> [What is being asked]: Can you turn the lines of each item into a numbered list, omitting blank lines?
--- Start of Dataset extract ---
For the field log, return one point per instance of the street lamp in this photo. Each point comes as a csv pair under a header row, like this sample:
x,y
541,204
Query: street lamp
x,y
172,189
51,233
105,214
--- End of Dataset extract ---
> [The output]:
1. For the field log, return one point per instance of the street lamp in this photo. Each point comes as a csv pair under a header row, like this sample:
2. x,y
3. 541,204
4. Query: street lamp
5. x,y
6. 172,189
7. 51,233
8. 105,214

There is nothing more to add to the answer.